*Problem to solve:* Below are some records. Pull every line that contains the word "duck".

*Data for analysis:*
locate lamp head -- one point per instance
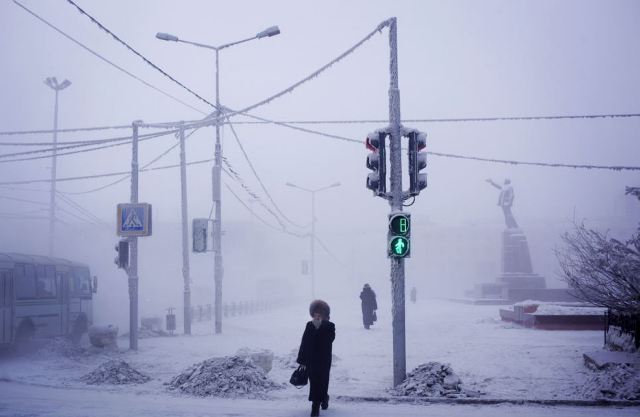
(271, 31)
(166, 37)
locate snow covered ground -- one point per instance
(500, 360)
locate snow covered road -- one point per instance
(17, 399)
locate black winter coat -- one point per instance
(369, 304)
(315, 354)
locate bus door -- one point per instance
(6, 307)
(63, 282)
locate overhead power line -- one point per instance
(105, 59)
(146, 61)
(449, 120)
(2, 161)
(255, 173)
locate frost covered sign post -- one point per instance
(398, 237)
(134, 219)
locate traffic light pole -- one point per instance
(395, 202)
(132, 271)
(185, 235)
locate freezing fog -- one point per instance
(457, 60)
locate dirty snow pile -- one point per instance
(615, 382)
(232, 376)
(116, 372)
(432, 379)
(60, 346)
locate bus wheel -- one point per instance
(80, 327)
(24, 337)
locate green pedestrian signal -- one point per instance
(399, 247)
(400, 224)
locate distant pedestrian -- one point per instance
(369, 306)
(315, 354)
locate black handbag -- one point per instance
(299, 377)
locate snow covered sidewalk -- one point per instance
(36, 401)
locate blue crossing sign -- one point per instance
(134, 219)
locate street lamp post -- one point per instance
(217, 169)
(312, 236)
(52, 82)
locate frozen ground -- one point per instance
(499, 359)
(18, 400)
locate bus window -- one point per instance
(25, 282)
(46, 283)
(81, 281)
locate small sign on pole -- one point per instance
(134, 219)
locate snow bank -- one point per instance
(116, 372)
(432, 379)
(615, 382)
(230, 377)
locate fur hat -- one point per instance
(319, 306)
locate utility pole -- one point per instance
(185, 235)
(52, 82)
(312, 236)
(312, 265)
(395, 202)
(133, 247)
(218, 270)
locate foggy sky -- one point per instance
(456, 59)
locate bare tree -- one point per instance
(602, 270)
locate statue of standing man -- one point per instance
(505, 200)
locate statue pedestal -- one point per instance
(517, 271)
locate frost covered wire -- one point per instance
(263, 221)
(326, 249)
(466, 157)
(22, 200)
(255, 173)
(146, 61)
(75, 144)
(539, 164)
(125, 177)
(88, 177)
(105, 59)
(2, 161)
(448, 120)
(234, 175)
(316, 73)
(76, 129)
(212, 119)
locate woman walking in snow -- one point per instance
(315, 354)
(369, 306)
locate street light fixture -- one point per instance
(52, 82)
(217, 169)
(312, 236)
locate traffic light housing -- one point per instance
(122, 258)
(417, 162)
(399, 236)
(376, 162)
(200, 233)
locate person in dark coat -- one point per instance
(315, 354)
(369, 305)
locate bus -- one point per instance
(43, 297)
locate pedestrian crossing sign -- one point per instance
(134, 219)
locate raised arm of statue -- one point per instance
(490, 181)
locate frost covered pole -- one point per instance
(395, 201)
(133, 248)
(53, 83)
(185, 235)
(217, 225)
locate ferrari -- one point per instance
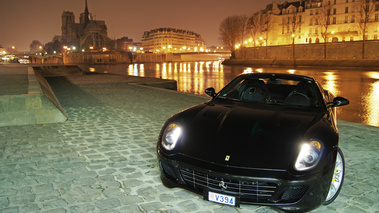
(264, 139)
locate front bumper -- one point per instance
(298, 195)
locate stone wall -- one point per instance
(340, 50)
(96, 58)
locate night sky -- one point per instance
(22, 21)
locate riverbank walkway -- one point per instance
(103, 158)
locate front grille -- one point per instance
(247, 190)
(294, 193)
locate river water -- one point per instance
(359, 85)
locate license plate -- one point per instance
(221, 198)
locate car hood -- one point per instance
(246, 136)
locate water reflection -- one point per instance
(360, 86)
(372, 100)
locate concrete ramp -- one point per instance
(36, 106)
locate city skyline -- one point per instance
(24, 21)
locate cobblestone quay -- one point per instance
(103, 158)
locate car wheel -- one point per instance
(337, 180)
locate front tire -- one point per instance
(337, 180)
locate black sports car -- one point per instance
(265, 139)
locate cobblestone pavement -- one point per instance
(103, 158)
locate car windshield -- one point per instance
(289, 92)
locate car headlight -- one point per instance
(171, 136)
(309, 156)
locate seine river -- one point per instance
(359, 85)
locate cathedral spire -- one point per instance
(86, 14)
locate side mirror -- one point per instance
(210, 91)
(339, 101)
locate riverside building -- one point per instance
(314, 21)
(87, 34)
(171, 40)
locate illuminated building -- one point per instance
(87, 33)
(311, 16)
(172, 40)
(127, 45)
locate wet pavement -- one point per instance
(103, 158)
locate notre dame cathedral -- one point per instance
(85, 34)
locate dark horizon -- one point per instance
(24, 21)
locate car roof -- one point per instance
(279, 75)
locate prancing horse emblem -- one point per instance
(223, 185)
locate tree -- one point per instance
(323, 17)
(35, 46)
(232, 31)
(293, 25)
(255, 28)
(365, 10)
(266, 27)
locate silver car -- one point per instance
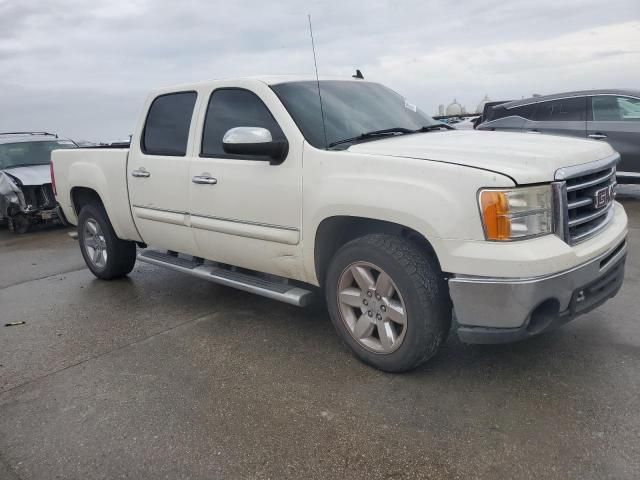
(605, 115)
(26, 193)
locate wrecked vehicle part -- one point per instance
(26, 193)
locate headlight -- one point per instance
(516, 213)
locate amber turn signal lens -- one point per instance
(495, 211)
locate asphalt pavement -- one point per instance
(163, 376)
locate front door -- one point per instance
(158, 174)
(616, 119)
(246, 211)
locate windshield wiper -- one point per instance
(372, 134)
(391, 131)
(24, 165)
(436, 126)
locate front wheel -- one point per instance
(388, 301)
(106, 255)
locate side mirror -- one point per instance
(254, 141)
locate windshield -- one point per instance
(350, 109)
(29, 153)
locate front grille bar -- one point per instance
(587, 218)
(591, 183)
(575, 216)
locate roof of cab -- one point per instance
(577, 93)
(266, 79)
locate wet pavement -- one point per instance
(163, 376)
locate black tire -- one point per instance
(19, 224)
(421, 285)
(121, 254)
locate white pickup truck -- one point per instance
(409, 228)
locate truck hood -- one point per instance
(526, 158)
(31, 175)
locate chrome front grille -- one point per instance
(586, 198)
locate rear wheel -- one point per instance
(388, 301)
(106, 255)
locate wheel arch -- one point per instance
(335, 231)
(81, 196)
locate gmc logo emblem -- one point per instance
(603, 196)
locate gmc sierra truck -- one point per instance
(408, 228)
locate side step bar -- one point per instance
(242, 281)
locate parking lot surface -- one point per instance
(164, 376)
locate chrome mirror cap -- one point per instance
(247, 135)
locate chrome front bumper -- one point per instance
(538, 304)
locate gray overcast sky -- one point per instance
(82, 68)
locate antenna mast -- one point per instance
(315, 63)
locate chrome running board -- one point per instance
(248, 282)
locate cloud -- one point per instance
(83, 68)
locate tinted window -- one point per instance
(561, 110)
(495, 113)
(610, 108)
(167, 129)
(229, 108)
(525, 111)
(350, 109)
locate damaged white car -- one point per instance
(26, 194)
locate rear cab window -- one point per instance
(561, 110)
(610, 108)
(166, 130)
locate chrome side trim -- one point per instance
(172, 217)
(258, 231)
(293, 295)
(245, 222)
(160, 209)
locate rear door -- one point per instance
(564, 116)
(616, 119)
(251, 216)
(158, 173)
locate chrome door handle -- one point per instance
(204, 180)
(140, 173)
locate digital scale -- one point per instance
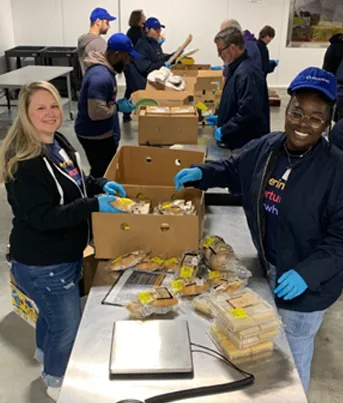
(151, 348)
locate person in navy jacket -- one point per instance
(244, 103)
(291, 184)
(97, 123)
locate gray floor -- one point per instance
(19, 374)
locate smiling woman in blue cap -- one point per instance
(291, 185)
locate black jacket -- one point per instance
(135, 33)
(310, 231)
(334, 54)
(51, 211)
(244, 107)
(268, 66)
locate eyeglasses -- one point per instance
(298, 117)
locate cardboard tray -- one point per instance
(134, 165)
(118, 234)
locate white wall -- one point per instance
(6, 32)
(60, 22)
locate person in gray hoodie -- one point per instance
(93, 41)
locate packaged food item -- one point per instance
(155, 302)
(242, 309)
(189, 267)
(151, 263)
(202, 304)
(176, 207)
(126, 261)
(250, 341)
(234, 353)
(172, 264)
(220, 257)
(130, 206)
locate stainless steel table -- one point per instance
(18, 78)
(87, 378)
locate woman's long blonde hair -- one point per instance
(22, 141)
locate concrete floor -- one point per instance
(20, 375)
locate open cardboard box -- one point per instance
(168, 128)
(118, 234)
(153, 166)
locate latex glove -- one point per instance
(113, 188)
(125, 106)
(218, 135)
(291, 285)
(187, 175)
(212, 120)
(105, 206)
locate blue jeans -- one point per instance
(55, 290)
(301, 329)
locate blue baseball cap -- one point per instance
(122, 43)
(316, 79)
(101, 14)
(153, 22)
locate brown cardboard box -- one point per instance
(117, 234)
(134, 165)
(168, 128)
(161, 98)
(189, 70)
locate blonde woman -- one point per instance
(52, 201)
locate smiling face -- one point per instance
(44, 114)
(307, 117)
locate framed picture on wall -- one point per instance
(313, 22)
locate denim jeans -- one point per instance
(301, 329)
(55, 290)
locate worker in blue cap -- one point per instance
(97, 124)
(93, 41)
(153, 58)
(291, 184)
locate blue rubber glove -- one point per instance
(105, 206)
(291, 285)
(112, 188)
(212, 120)
(187, 175)
(218, 135)
(125, 106)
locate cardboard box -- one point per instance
(189, 70)
(167, 127)
(154, 97)
(117, 234)
(134, 165)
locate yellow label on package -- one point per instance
(116, 260)
(238, 313)
(157, 260)
(171, 261)
(208, 242)
(177, 285)
(145, 297)
(125, 202)
(186, 272)
(214, 275)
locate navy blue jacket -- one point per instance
(98, 83)
(243, 112)
(337, 135)
(268, 66)
(310, 232)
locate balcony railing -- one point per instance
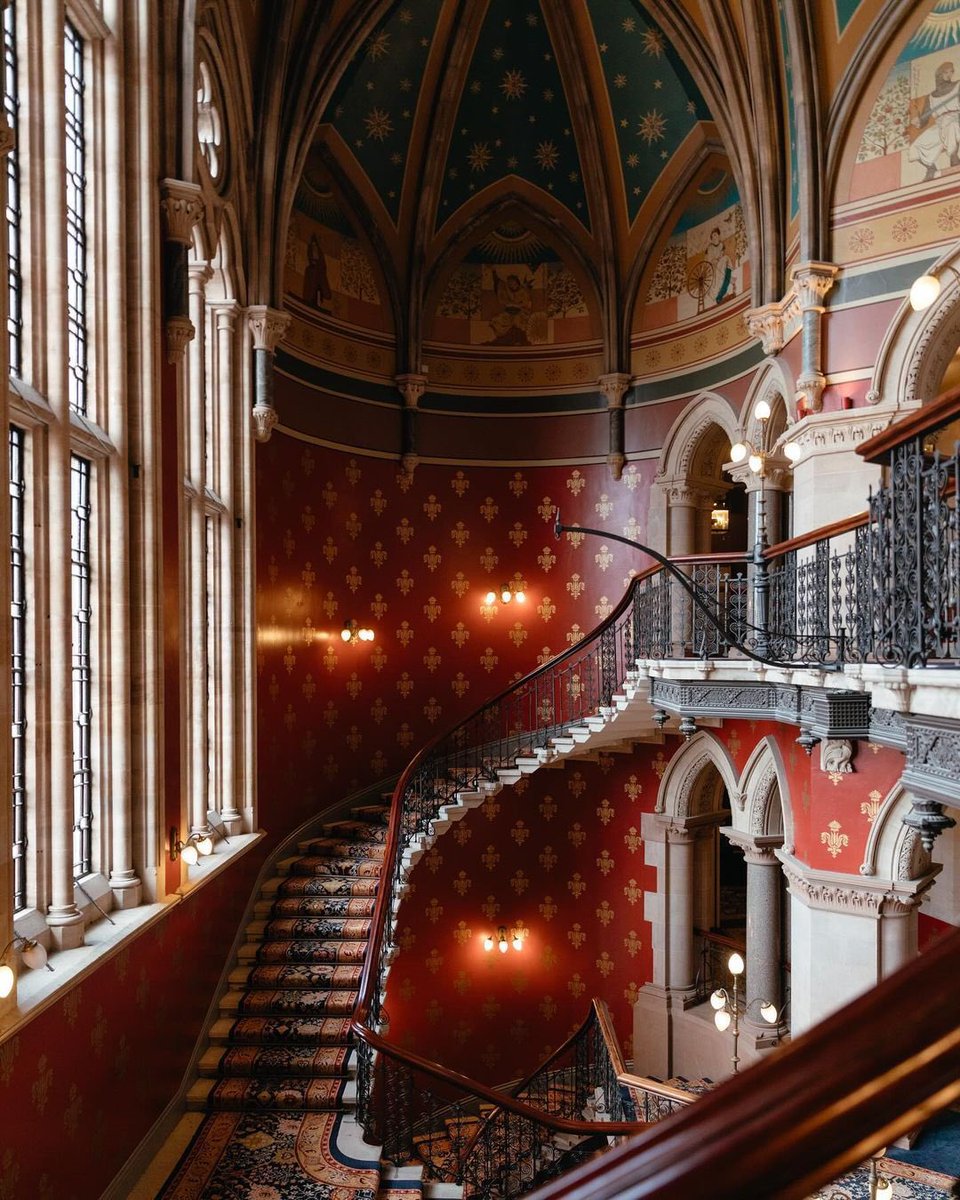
(879, 588)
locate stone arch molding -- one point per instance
(703, 413)
(681, 793)
(918, 346)
(893, 850)
(762, 804)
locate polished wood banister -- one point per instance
(809, 1110)
(461, 1084)
(923, 420)
(835, 529)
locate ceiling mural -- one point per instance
(375, 106)
(653, 99)
(703, 263)
(329, 273)
(912, 135)
(514, 117)
(511, 289)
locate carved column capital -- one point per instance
(767, 324)
(178, 331)
(412, 387)
(613, 388)
(267, 327)
(180, 209)
(811, 282)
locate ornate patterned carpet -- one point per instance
(279, 1102)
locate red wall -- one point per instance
(90, 1074)
(345, 537)
(559, 852)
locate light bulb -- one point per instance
(924, 292)
(34, 955)
(762, 411)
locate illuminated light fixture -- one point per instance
(197, 846)
(719, 517)
(503, 942)
(34, 955)
(353, 631)
(726, 1007)
(925, 289)
(507, 594)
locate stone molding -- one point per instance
(267, 327)
(831, 892)
(180, 210)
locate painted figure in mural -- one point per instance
(937, 120)
(719, 259)
(515, 298)
(316, 286)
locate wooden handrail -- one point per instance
(810, 1110)
(923, 420)
(822, 534)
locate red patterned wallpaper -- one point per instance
(91, 1073)
(345, 537)
(561, 855)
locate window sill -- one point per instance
(37, 990)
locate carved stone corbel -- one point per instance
(267, 327)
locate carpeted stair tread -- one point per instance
(307, 951)
(285, 1061)
(287, 1030)
(327, 886)
(288, 1001)
(311, 1095)
(315, 928)
(317, 906)
(349, 868)
(295, 975)
(342, 847)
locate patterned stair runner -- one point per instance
(276, 1081)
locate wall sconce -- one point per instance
(354, 633)
(198, 845)
(505, 595)
(727, 1008)
(503, 942)
(31, 952)
(925, 289)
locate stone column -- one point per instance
(679, 897)
(411, 387)
(613, 388)
(267, 327)
(763, 943)
(63, 915)
(225, 321)
(193, 636)
(811, 282)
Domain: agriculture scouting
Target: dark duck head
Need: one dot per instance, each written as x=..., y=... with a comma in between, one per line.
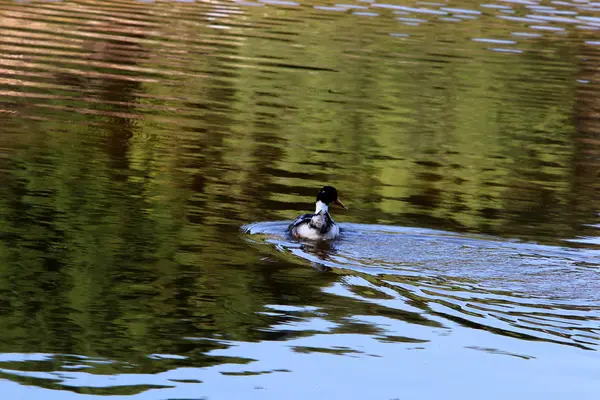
x=320, y=225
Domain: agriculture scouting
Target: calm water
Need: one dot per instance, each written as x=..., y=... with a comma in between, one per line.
x=152, y=155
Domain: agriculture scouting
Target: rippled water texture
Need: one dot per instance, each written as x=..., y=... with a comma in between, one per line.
x=153, y=153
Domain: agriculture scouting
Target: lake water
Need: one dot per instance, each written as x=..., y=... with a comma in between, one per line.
x=152, y=155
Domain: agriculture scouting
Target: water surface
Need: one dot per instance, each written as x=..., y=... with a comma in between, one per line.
x=153, y=153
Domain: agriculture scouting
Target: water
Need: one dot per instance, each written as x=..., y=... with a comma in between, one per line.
x=152, y=155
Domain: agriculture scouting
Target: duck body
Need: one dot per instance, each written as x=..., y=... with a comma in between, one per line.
x=320, y=225
x=317, y=226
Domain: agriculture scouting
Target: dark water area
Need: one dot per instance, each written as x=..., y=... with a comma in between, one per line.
x=152, y=155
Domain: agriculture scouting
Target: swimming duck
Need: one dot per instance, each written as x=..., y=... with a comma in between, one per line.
x=320, y=225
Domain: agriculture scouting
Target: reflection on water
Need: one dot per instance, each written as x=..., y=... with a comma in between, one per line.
x=136, y=138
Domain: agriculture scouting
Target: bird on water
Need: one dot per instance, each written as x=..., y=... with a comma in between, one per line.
x=320, y=225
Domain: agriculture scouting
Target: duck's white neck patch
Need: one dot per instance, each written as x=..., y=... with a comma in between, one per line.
x=320, y=206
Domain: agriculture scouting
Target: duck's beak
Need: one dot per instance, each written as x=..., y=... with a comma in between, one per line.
x=339, y=203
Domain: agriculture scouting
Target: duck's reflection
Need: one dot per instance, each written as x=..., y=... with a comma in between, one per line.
x=322, y=250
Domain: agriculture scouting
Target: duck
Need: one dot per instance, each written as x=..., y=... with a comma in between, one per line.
x=320, y=225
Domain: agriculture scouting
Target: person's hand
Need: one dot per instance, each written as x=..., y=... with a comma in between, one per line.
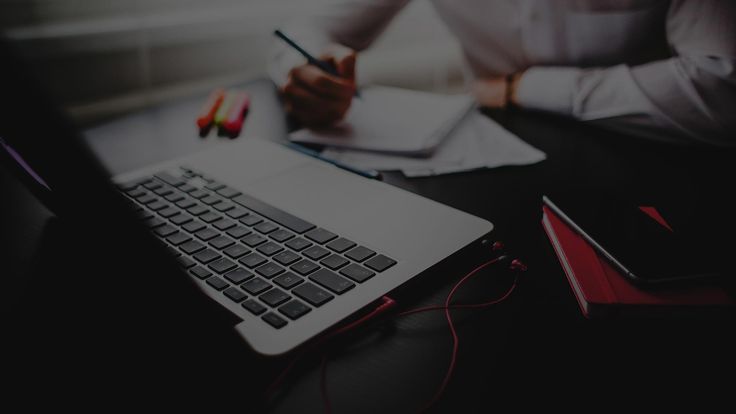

*Result for this task:*
Target: dark duck head
Target: duck body
Target: swimming duck
Target: duck's white neck patch
Target: duck's beak
Target: duck's reflection
Target: duck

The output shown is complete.